- Direction -
Copy each of the records below word for word, leaving out the pictures.
══════
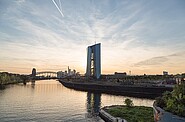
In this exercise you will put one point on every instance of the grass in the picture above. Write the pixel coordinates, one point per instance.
(132, 114)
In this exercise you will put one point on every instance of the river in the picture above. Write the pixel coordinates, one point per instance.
(48, 100)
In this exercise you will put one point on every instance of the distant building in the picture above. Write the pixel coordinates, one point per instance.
(165, 73)
(60, 74)
(94, 61)
(120, 75)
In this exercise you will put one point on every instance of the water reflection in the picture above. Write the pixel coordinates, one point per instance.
(51, 101)
(33, 84)
(93, 105)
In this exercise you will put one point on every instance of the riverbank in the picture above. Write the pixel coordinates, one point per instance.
(130, 114)
(117, 88)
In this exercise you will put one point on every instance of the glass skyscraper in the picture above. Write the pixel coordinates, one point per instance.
(94, 61)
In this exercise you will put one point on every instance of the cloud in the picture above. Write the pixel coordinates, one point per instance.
(161, 60)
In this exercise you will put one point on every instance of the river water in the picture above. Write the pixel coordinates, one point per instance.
(48, 100)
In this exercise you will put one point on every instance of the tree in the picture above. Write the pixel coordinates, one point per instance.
(128, 102)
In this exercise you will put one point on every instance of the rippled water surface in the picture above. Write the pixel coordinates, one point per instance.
(49, 100)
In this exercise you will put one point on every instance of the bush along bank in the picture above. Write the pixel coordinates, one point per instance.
(174, 101)
(131, 113)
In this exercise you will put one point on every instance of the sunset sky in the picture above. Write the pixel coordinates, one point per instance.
(141, 36)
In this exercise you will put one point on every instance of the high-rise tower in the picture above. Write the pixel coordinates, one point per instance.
(94, 61)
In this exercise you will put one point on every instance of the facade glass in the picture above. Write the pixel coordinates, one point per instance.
(94, 61)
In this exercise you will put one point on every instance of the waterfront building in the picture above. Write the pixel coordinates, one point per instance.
(120, 74)
(165, 73)
(60, 74)
(94, 61)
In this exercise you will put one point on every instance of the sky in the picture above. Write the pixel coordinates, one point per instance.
(141, 36)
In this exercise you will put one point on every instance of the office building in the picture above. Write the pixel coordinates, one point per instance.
(94, 61)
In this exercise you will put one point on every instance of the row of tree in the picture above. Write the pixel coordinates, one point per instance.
(173, 101)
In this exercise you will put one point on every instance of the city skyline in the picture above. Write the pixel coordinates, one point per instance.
(145, 37)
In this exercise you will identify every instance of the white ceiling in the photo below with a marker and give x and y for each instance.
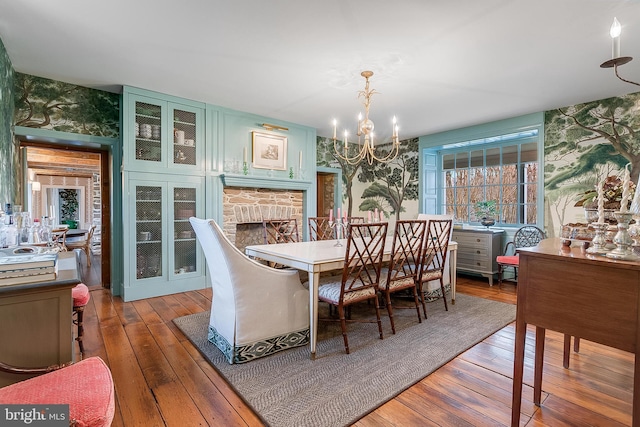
(437, 65)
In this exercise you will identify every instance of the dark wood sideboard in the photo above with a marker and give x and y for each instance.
(587, 296)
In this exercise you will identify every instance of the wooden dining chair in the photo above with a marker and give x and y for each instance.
(84, 244)
(284, 230)
(360, 275)
(402, 273)
(59, 238)
(434, 257)
(320, 228)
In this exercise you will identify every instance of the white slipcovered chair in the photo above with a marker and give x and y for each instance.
(256, 310)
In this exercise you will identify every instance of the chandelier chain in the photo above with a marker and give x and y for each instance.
(366, 150)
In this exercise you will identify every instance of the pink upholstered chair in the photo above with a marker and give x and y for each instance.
(81, 297)
(86, 386)
(525, 237)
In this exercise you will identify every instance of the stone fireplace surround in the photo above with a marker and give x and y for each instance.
(244, 209)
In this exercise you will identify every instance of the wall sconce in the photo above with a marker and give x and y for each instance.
(615, 31)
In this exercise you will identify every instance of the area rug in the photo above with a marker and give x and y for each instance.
(289, 389)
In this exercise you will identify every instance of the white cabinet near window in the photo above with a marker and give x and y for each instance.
(478, 249)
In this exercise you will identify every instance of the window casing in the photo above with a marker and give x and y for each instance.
(503, 168)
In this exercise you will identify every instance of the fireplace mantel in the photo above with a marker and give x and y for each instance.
(249, 181)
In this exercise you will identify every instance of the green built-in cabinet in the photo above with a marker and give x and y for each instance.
(173, 154)
(161, 254)
(164, 164)
(162, 135)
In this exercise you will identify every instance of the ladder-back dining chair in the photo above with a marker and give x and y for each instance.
(402, 273)
(434, 257)
(284, 230)
(83, 244)
(360, 274)
(320, 228)
(525, 237)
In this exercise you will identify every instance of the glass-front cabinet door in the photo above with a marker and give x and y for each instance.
(185, 253)
(162, 255)
(163, 135)
(149, 231)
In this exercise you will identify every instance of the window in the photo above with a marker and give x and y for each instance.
(502, 168)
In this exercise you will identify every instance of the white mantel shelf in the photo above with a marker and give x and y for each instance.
(250, 181)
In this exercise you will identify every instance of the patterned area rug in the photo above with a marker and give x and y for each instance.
(289, 389)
══════
- Output for this task -
In this exercise you will put one point on every instance of the grass in the picture above. Write the pixel coordinates, one point per instance.
(132, 114)
In this exercise you will put one point on every instance of the river in the picture above. Write the pixel coordinates, one point per instance.
(48, 100)
In this exercise you will put one point on every instance of the distant building in the picture above. Write the pixel coordinates, one point per instance.
(165, 73)
(60, 74)
(94, 61)
(120, 75)
In this exercise you will put one point on every instance of the water reflection in the picture above. Write the pixel coordinates, one point per instance.
(51, 101)
(33, 84)
(93, 105)
In this exercise you will put one point on every instance of the riverbank in the picture above. Write the pixel coordinates, one point per instance.
(130, 114)
(117, 88)
In this exercise you will put one point on every instance of the glass skyscraper in the picture above. Write the pixel coordinates, one point per instance.
(94, 61)
In this exercise you will put one point on every instance of the cloud in the picture above. Write the pixel coordinates, one point per instance.
(161, 60)
In this exercise you will put one point on every instance of the river water in the picture above. Write the pixel coordinates, one point per instance.
(48, 100)
In this exercise you will put one point on every instance of the tree in the picture above. Write the pixel coordinates, one point per instance.
(128, 102)
In this exercise you will put one point on every instance of the rippled water surface in the picture above. Write the pixel coordinates, one point per instance.
(49, 100)
In this exercise you will put one point on every instance of the bush along bank in the picture above. Write the pixel coordinates, one point per instance.
(174, 101)
(131, 113)
In this exercise you will put one point on every instance of the sunset sky in the picture above. Write the pixel coordinates, one point per instance.
(141, 36)
In this exercise you will put one point on every instance of the high-rise tower in the picture above. Write the pixel coordinates, one point per instance.
(94, 61)
In this exercise you will put one point on every instance of the facade glass in the picture above. Write the pixel coordinates, one point per instance.
(94, 61)
In this exercise you will put one point on every instance of the waterfront building in the picture above. Write the pixel coordinates, one point per instance.
(120, 74)
(165, 73)
(60, 74)
(94, 61)
In this exercise you will put one point on every instance of the sky in the picture above. Write the pixel coordinates, one point per instance.
(141, 36)
In this exercise you will put one point on every instance of the office building in the picture above. Write the pixel coordinates, one point per instance.
(94, 61)
In this exercise you will put one point on every instance of the row of tree in the picture above. Write the pixel coordinates, one point per instance.
(173, 101)
In this exercise you will put one point on every instance of the city skyline in the picture above. Write the pixel coordinates, one point per instance.
(145, 37)
In this exercise you will identify every instance of the white ceiling in the photo below with a marker and give x and y for each instance.
(437, 65)
In this exercise you will identify every instance of the dark wood sideboard in the photo above with a marker and give x and y for each instance.
(587, 296)
In this exercise you will identify every instance of the wooden dining chair in the photo above with a marker and give x and y for each instance.
(84, 244)
(284, 230)
(360, 275)
(402, 273)
(59, 238)
(434, 257)
(320, 228)
In this exercise you will identify every instance of the white slipcovered chair in the photo above with a marker and give x and y for each instance.
(256, 310)
In this exercise you will identify every instance of the chandelier chain in the photo above with a marker and give x and y for each instance.
(366, 150)
In this exercise you will identify every instance of the pink upholstered chair in the photo above with a marker and give x and y for each instance.
(81, 297)
(86, 386)
(525, 237)
In this exercise you will identify every instance of the stone fireplace surround in the photo above with a marker and give x and y for each instance.
(244, 209)
In this exercise you will identify every instance of the wall sconce in the photo above with a marker and give x and y for each instance.
(615, 31)
In this exercise you will identify every instance of the area rug in the photo above with a marker and give x and y for each instance.
(289, 389)
In this exercise you will identify every instance of the white cabinet near window in the photo above with a marker and give x and y for each instance.
(478, 249)
In this exercise you will identify every instance of the window casing in the photo above with a marker and give x and y for each instance.
(503, 168)
In this exercise you will identify every instance of the fireplace mantel in the photo above with a marker and give x and y for each instance.
(249, 181)
In this exercise you will identify every instance of the green built-in cabinet in the photo above with a marker and give x and y for each instance.
(173, 154)
(161, 254)
(164, 164)
(162, 135)
In this exercise you will identify every instance of the ladder-back dining chair in the photo above with a marker and give x and y for each instance.
(402, 273)
(434, 257)
(284, 230)
(83, 244)
(360, 274)
(320, 228)
(525, 237)
In this exercise you will identify every instance of the glass-front cabinet door in the photo above with a marker and give x and y for each instance.
(185, 253)
(162, 255)
(163, 135)
(149, 231)
In this exercise you will identify every instance of the window in the photo above with a marker and give x and y for each instance.
(502, 168)
In this exercise you will identify every instance of the white mantel shelf in the photo above with a marker and give x and y for each instance.
(250, 181)
In this exercise you will identify every instance of the patterned area rug in the photo above with a marker and give x and y for each instance.
(289, 389)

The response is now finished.